____ Data lines
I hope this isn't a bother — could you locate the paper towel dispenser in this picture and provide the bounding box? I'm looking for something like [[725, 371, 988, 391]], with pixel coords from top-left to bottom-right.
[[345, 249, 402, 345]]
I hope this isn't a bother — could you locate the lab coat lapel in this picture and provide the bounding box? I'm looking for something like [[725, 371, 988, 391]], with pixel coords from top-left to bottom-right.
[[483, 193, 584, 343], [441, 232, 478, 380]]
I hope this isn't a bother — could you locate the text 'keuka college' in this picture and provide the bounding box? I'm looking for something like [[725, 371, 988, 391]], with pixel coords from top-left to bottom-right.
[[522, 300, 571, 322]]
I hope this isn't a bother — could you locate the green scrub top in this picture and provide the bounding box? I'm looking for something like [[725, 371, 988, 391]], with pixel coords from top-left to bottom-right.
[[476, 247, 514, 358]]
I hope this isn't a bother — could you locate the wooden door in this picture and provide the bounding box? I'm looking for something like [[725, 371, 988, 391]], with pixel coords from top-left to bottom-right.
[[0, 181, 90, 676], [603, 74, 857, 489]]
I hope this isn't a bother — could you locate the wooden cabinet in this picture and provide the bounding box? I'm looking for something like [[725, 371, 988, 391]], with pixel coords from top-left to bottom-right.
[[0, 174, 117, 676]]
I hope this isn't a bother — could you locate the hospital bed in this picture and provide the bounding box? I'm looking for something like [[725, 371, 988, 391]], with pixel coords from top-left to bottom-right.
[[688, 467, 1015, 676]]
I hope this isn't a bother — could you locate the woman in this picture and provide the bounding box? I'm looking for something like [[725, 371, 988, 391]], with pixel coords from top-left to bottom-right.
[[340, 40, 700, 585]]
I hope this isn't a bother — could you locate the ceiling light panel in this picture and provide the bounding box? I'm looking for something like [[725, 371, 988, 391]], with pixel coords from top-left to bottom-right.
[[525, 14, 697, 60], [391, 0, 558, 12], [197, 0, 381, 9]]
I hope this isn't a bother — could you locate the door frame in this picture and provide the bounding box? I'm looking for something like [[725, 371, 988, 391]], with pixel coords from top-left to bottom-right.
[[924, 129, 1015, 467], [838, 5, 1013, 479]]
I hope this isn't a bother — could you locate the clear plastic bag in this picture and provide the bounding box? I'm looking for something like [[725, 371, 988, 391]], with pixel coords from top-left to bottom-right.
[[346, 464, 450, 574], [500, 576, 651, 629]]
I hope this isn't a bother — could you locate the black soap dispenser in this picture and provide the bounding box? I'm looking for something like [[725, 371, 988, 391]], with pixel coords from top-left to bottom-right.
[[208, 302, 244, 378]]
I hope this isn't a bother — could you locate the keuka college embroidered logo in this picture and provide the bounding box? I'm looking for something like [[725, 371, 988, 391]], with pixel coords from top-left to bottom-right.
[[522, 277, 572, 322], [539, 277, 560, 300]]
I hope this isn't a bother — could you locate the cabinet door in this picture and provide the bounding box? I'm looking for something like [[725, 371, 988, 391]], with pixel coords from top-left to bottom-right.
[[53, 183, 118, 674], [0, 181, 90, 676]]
________
■ Aim: Put the lines from the start of the records through the line containing "[[0, 181, 90, 676], [603, 74, 857, 489]]" into a numbered list, leaving out any blank lines.

■ Finished exercise:
1. I hope this isn't a bother — could you locate the paper towel dispenser in this picture and provide the bounding box? I'm looking for something like [[725, 371, 988, 391]], with pixel coords from top-left to bottom-right.
2. [[345, 249, 402, 345]]
3. I hope this isn't a bother — could you locate the lab coat lapel in this picture and provide the bounding box? I'm looking for something like [[725, 371, 988, 391]], with pixel coords from top-left to bottom-right.
4. [[483, 193, 584, 343], [441, 232, 478, 380]]
5. I hope this isn't a bother — could you locate the text 'keuka college' in this picture and provide the bounding box? I'm looking for something like [[725, 371, 988, 391]], with pixel coords from top-left to bottom-right.
6. [[522, 300, 571, 322]]
7. I hope this isn't a bother — could you locate the green scrub top in this picture and provide the bounding box? I'm looking for something like [[725, 371, 988, 391]], with pixel coords from top-left to bottom-right.
8. [[476, 247, 514, 358]]
9. I hope this isn't a bother — could you locate the wooden door in this picture and provide the bounding box? I'm looking for something like [[725, 371, 988, 391]], with pixel coords from top-left to bottom-right.
10. [[0, 181, 90, 676], [603, 74, 857, 489]]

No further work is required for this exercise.